▸ **Brief**
Copy the following data line for line, keeping every character unchanged.

▸ **Listed entries**
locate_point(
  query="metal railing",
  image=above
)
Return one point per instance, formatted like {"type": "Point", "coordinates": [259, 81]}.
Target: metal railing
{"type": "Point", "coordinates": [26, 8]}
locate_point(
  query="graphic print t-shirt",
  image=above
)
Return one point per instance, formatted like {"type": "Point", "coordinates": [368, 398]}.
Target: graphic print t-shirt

▸ **Response**
locate_point(
  query="metal railing",
  image=above
)
Return one point per instance, formatted like {"type": "Point", "coordinates": [259, 81]}.
Target: metal railing
{"type": "Point", "coordinates": [26, 8]}
locate_point(
  query="graphic print t-shirt",
  image=above
)
Return one point per instance, formatted like {"type": "Point", "coordinates": [368, 398]}.
Target: graphic print t-shirt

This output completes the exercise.